**Source document**.
□ □ □ □ □

Re: RFR: 8236073: G1: Use SoftMaxHeapSize to guide GC heuristics
Liang Mao
maoliang.ml at alibaba-inc.com
Tue Jan 14 09:07:50 UTC 2020
Hi Thomas,
Thank you for the detailed comments!
Most of suggestions I will follow to do the modification.
And I still have some questions:
>> 1. Does the SoftMaxHeapSize limitation need to consider the GC time
>> ratio as in
>> expand_heap_after_young_collection? Now we haven't put the logic in yet.
> I am not completely clear what you are asking about, but the gc time
> ratio only affects the current "optimal" heap size which is bounded by
> SoftMaxHeapsize/max_capacity.
The decision to shrink to SoftMaxHeapSize in this patch is based
on the method "G1HeapSizingPolicy::can_shrink_heap_size_to" which
counts "used" + "reserve" + "young". We will change it to
_heap_sizing_policy->shrink_amount(); as you commented.
I'm not considering the GC time ratio as a factor to determine
whether the heap can be shinked to SoftMaxHeapSize.
> - changes in G1CollectedHeap::resize_heap_if_necessary: please make the
> method to always use the soft max heap size as I do not understand why
> you would not do that.
Do you think we need to apply the logic "can_shrink_heap_size_to"
inside resize_heap_if_necessary to determine whether to make soft
max size as limit?
> - there is a bug in the synchronization of the concurrent uncommit
> thread: it seems possible that the uncommit thread is still working
> (iterating over the list of regions to uncommit) while a completed
> (young) GC may add new regions to that list as young gcs do not wait for
> completion of the uncommit thread.
Uncommit thread could be working parallelly with VMThread but
VMThread will not add regions to the concurrent_resizing_list
if concurrent resizing thread is in "working" state.
> Related to that is the use of par_set/clear_bit in e.g. the available
> bitmap: since all par/clear actions are asserted to be in the vm thread
> at a safepoint, there does not seem to be a need for using the parallel
> variants of set/clear bit (if keeping the current mechanism).
For above reason that concurrent uncommit can run parallely with
VMThread, the bit set/clear in vm thread at safepint have
to be parallel.
> - I have a feeling that if the concurrent uncommit thread worked on
> pages, not regions, the code would be easier to understand. It would
> also solve the issue you asked about with the
> G1RegionsSmallerThanCommitSizeMapper. You may still need to pass region
> numbers anyway for logging, but otoh the logging could be done
> asynchroniusly.

□ □ □ □ □

**Challenge**. In the SoftMaxHeapSize reply above, duplicate the passage that begins at the words "Most of suggestions" and stops after "shinked to SoftMaxHeapSize.".

Excerpts from a pointing dataset
□ □ □ □ □

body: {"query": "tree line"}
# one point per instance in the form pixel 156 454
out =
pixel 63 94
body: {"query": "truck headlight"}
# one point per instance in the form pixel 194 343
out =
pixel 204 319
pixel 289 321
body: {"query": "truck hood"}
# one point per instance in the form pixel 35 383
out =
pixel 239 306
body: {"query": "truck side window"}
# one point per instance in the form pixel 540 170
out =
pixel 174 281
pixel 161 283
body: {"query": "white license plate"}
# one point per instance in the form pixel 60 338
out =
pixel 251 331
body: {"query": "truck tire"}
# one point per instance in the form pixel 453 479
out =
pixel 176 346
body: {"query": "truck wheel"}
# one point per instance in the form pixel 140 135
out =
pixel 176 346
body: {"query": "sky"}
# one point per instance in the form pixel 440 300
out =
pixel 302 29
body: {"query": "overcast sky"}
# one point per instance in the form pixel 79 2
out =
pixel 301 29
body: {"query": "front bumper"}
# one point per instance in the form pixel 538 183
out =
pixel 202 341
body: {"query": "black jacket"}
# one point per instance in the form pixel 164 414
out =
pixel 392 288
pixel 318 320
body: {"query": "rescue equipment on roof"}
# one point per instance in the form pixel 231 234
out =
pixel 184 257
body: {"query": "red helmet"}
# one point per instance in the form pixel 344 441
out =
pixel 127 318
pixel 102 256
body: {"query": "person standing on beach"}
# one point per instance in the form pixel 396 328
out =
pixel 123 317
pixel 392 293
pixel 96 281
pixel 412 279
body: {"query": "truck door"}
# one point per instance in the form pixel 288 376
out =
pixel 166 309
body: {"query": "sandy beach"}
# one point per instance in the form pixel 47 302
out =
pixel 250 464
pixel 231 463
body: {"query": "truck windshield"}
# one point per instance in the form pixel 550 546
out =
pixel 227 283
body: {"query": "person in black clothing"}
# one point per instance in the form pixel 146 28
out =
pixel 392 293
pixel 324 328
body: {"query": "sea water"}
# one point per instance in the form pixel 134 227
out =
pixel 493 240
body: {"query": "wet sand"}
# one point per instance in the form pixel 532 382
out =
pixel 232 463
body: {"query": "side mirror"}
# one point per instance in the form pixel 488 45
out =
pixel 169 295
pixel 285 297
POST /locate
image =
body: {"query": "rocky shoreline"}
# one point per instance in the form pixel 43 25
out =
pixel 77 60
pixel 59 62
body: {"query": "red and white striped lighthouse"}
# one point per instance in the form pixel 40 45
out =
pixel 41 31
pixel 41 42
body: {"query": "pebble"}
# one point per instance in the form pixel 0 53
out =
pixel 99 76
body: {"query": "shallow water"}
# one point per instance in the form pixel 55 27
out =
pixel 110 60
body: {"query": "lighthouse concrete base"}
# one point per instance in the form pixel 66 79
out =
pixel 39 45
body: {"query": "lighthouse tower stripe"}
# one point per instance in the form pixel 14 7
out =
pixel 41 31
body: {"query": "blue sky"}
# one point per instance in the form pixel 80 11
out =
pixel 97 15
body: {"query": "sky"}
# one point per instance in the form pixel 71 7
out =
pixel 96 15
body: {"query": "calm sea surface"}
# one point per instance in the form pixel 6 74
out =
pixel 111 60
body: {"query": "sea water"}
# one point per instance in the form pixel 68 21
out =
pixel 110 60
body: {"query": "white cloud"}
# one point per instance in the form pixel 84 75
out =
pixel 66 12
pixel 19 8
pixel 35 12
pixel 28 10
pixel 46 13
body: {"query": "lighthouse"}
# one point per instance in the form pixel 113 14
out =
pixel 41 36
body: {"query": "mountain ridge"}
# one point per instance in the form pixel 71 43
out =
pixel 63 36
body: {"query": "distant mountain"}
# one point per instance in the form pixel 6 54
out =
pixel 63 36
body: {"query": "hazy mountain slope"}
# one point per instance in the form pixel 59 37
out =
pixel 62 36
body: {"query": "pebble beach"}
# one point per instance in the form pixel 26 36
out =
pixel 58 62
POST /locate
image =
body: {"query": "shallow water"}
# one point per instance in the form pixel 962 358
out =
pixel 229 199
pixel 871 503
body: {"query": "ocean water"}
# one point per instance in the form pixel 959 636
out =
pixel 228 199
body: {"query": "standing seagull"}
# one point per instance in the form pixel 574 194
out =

□ □ □ □ □

**Reply to the task**.
Most of suggestions I will follow to do the modification.
And I still have some questions:
>> 1. Does the SoftMaxHeapSize limitation need to consider the GC time
>> ratio as in
>> expand_heap_after_young_collection? Now we haven't put the logic in yet.
> I am not completely clear what you are asking about, but the gc time
> ratio only affects the current "optimal" heap size which is bounded by
> SoftMaxHeapsize/max_capacity.
The decision to shrink to SoftMaxHeapSize in this patch is based
on the method "G1HeapSizingPolicy::can_shrink_heap_size_to" which
counts "used" + "reserve" + "young". We will change it to
_heap_sizing_policy->shrink_amount(); as you commented.
I'm not considering the GC time ratio as a factor to determine
whether the heap can be shinked to SoftMaxHeapSize.